PETUNJUK TUGAS:
Tuliskan kembali seluruh teks tentang pendidikan dasar di Indonesia di bawah ini, sama persis kata demi kata.

Mau ke Mana Pendidikan Dasar Kita?

MUNGKIN kita perlu bersyukur karena hampir semua anak Indonesia telah memperoleh akses pendidikan dasar. Meski
demikian, kita juga perlu mawas diri. Dalam rangka mawas diri inilah, saya tidak tahu kita harus menangis atau tertawa
jika menengok aneka indikator yang tersedia untuk dikaji.
Salah satu komponen Indeks Pembangunan Manusia (IPM), yaitu Rata-rata Lama Pendidikan, menunjukkan angka- angka
yang kurang membanggakan, terutama setelah merdeka lebih dari setengah abad. Angka tertinggi dimiliki Jakarta (9,7
atau setara dengan lulus SLTP), terutama Jakarta Selatan (10,0 atau setara dengan kelas I SMA), dan terendah adalah
Nusa Tenggara Barat (5,2 atau setara dengan kelas V SD) dan Kota Sampang, Jawa Timur (2,5 atau tidak sampai kelas III
SD). Apa sebabnya? Setelah lebih dari 60 tahun pendidikan nasional pascapenjajahan, generasi dengan lama pendidikan
0-10 tahun seharusnya sudah berganti dengan mereka yang memperoleh akses lebih baik. Mari kita memeriksa dua
indikator penting sebagai berikut:

Akses terhadap pendidikan

Akses terhadap pendidikan memberikan informasi kepada publik tentang berapa banyak anak kita yang dapat
memanfaatkan fasilitas pendidikan yang dibangun oleh pemerintah dan masyarakat. Indikator yang digunakan adalah:
Angka Partisipasi, Angka Mengulang, Angka Putus Sekolah, Angka Kelulusan, Angka Melanjutkan, dan Angka
Penyelesaian. Angka-angka ini bersumber pada data Depdiknas 2002. Di tingkat sekolah dasar (SD/MI) hampir semua
indikator cukup memuaskan. Angka Partisipasi tahun 2002 cukup tinggi (APM: 94,04; APK: 113,95; dan APS: 98,53), berarti
hampir semua anak usia 7-13 tahun tertampung di sekolah. Angka Mengulang (5,4 persen) dan Angka Putus Sekolah (2,7
persen) cukup rendah.

MATERI YANG DISEDIAKAN:
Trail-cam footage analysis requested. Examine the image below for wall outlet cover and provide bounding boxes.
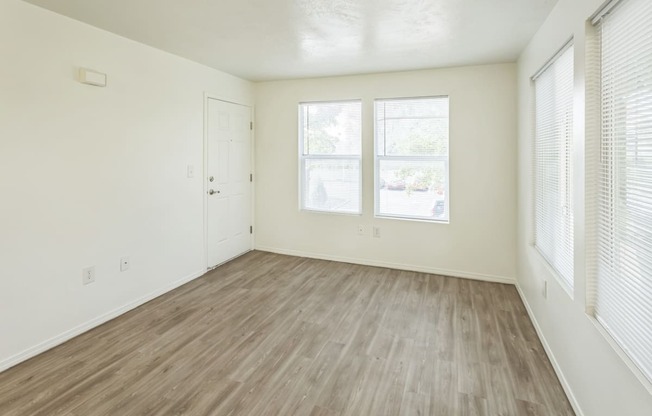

JAWABAN TUGAS:
Mau ke Mana Pendidikan Dasar Kita?

MUNGKIN kita perlu bersyukur karena hampir semua anak Indonesia telah memperoleh akses pendidikan dasar. Meski
demikian, kita juga perlu mawas diri. Dalam rangka mawas diri inilah, saya tidak tahu kita harus menangis atau tertawa
jika menengok aneka indikator yang tersedia untuk dikaji.
Salah satu komponen Indeks Pembangunan Manusia (IPM), yaitu Rata-rata Lama Pendidikan, menunjukkan angka- angka
yang kurang membanggakan, terutama setelah merdeka lebih dari setengah abad. Angka tertinggi dimiliki Jakarta (9,7
atau setara dengan lulus SLTP), terutama Jakarta Selatan (10,0 atau setara dengan kelas I SMA), dan terendah adalah
Nusa Tenggara Barat (5,2 atau setara dengan kelas V SD) dan Kota Sampang, Jawa Timur (2,5 atau tidak sampai kelas III
SD). Apa sebabnya? Setelah lebih dari 60 tahun pendidikan nasional pascapenjajahan, generasi dengan lama pendidikan
0-10 tahun seharusnya sudah berganti dengan mereka yang memperoleh akses lebih baik. Mari kita memeriksa dua
indikator penting sebagai berikut:

Akses terhadap pendidikan

Akses terhadap pendidikan memberikan informasi kepada publik tentang berapa banyak anak kita yang dapat
memanfaatkan fasilitas pendidikan yang dibangun oleh pemerintah dan masyarakat. Indikator yang digunakan adalah:
Angka Partisipasi, Angka Mengulang, Angka Putus Sekolah, Angka Kelulusan, Angka Melanjutkan, dan Angka
Penyelesaian. Angka-angka ini bersumber pada data Depdiknas 2002. Di tingkat sekolah dasar (SD/MI) hampir semua
indikator cukup memuaskan. Angka Partisipasi tahun 2002 cukup tinggi (APM: 94,04; APK: 113,95; dan APS: 98,53), berarti
hampir semua anak usia 7-13 tahun tertampung di sekolah. Angka Mengulang (5,4 persen) dan Angka Putus Sekolah (2,7
persen) cukup rendah.